## [Given request]
Continue the forum post below about scraping a table with BeautifulSoup4, starting right after its last sentence.
-- start of Source extract --
Scraping table with BeautifulSoup4

Scraping table with BeautifulSoup4 - python

I am trying to scrape some particulars rows inside a table but I don't know how to access the information properly. Here is the html:
<tr class="even">
<td style="background: #F5645C; color: #F5645C;">1 </td>
<td>Michael</td>
<td class="right">57</td>
<td class="right">0</td>
<td class="right">5</td>
</tr>
<tr class="odd">
<td style="background: #8FB9B0; color: #8FB9B0;">1 </td>
<td>Clara</td>
<td class="right">48</td>
<td class="right">0</td>
<td class="right">5</td>
</tr>
<tr class="even">
<td style="background: #F5645C; color: #F5645C;">1 </td>
<td>Lisa</td>
<td class="right">44</td>
<td class="right">2</td>
<td class="right">5</td>
</tr>
<tr class="odd">
<td style="background: #8FB9B0; color: #8FB9B0;">0 </td>
<td>Joe</td>
<td class="right">43</td>
<td class="right">0</td>
<td class="right">13</td>
</tr>
<tr class="even">
<td style="background: #F5645C; color: #F5645C;">1 </td>
<td>John</td>
<td class="right">38</td>
<td class="right">3</td>
<td class="right">4</td>
</tr>
<tr class="odd">
<td style="background: #F5645C; color: #F5645C;">1 </td>
<td>Francesca</td>
<td class="right">35</td>
<td class="right">2</td>
<td class="right">5</td>
</tr>
<tr class="even">
<td style="background: #8FB9B0; color: #8FB9B0;">0 </td>
<td>Carlos</td>
<td class="right">27</td>
<td class="right">1</td>
<td class="right">2</td>
</tr>
What I try to obtain, is the text on the next td that comes after every td with the style of color F5645C, but unfortunately I am running into problems.
-- end of Source extract --
-- start of Listed entries --
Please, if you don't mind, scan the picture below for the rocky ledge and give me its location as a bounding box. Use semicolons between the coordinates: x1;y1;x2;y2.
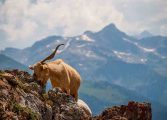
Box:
0;70;151;120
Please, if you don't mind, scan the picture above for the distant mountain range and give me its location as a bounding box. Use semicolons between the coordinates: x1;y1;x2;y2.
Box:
1;24;167;119
0;54;28;71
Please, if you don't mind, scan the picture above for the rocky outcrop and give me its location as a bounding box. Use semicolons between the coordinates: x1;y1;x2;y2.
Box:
0;70;151;120
94;101;152;120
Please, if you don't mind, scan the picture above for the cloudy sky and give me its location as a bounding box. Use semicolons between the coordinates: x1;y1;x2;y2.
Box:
0;0;167;49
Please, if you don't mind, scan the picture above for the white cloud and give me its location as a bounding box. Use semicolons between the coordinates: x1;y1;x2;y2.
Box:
0;0;167;47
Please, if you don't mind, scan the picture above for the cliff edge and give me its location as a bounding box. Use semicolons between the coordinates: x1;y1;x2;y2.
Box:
0;70;152;120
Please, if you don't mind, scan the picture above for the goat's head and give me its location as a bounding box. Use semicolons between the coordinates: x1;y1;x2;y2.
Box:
29;44;64;86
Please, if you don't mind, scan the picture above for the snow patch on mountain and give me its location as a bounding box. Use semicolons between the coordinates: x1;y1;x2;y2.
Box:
81;34;95;42
77;44;85;48
123;38;156;52
113;50;147;64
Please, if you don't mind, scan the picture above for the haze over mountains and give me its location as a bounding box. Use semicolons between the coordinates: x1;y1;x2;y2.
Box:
1;24;167;118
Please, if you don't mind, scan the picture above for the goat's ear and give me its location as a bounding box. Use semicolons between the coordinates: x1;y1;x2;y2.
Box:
28;65;34;70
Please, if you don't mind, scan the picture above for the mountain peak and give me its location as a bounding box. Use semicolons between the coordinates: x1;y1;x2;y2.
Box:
103;23;118;30
98;23;125;37
138;30;153;39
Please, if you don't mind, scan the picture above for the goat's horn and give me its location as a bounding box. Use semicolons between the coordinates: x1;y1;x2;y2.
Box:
-- end of Listed entries --
## [Answer to this task]
This is what I want the script to return:
Michael
Lisa
John
Francesca
Here is the code I currently have:
table = soup.find('table')
table_rows = table.find_all('tr')
for tr in table_rows:
td = tr.find('td', style='background: #F5645C; color: #F5645C;').find_next_sibling('td').get_text()
print(td)
On running the script: AttributeError: 'NoneType' object has no attribute 'find_next_sibling'

You can use CSS selector to select all <td> tags that contain attribute style with string color: #F5645C and then apply method find_next():
for td in soup.select('td[style*="color: #F5645C"]'):
print(td.find_next('td').text)
This prints:
Michael
Lisa
John
Francesca

data = BeautifulSoup(html)
for tr in data.find_all('tr'):
td = tr.find_all('td')
print(td[1].text)
Now you can take it further i think..

Use .findNext("td").text
Ex:
from bs4 import BeautifulSoup
soup = BeautifulSoup(html, "html.parser")
for tr in soup.find_all("tr"):
print(tr.td.findNext("td").text)
Output:
Michael
Clara
Lisa
Joe
John
Francesca
Carlos

Use can use find_all and a filter for the style atribute:
bs = BeautifulSoup(htmlcontent)
bs.find_all('td', attrs={'style':'background-color: #F5645C, color: #F5645C'})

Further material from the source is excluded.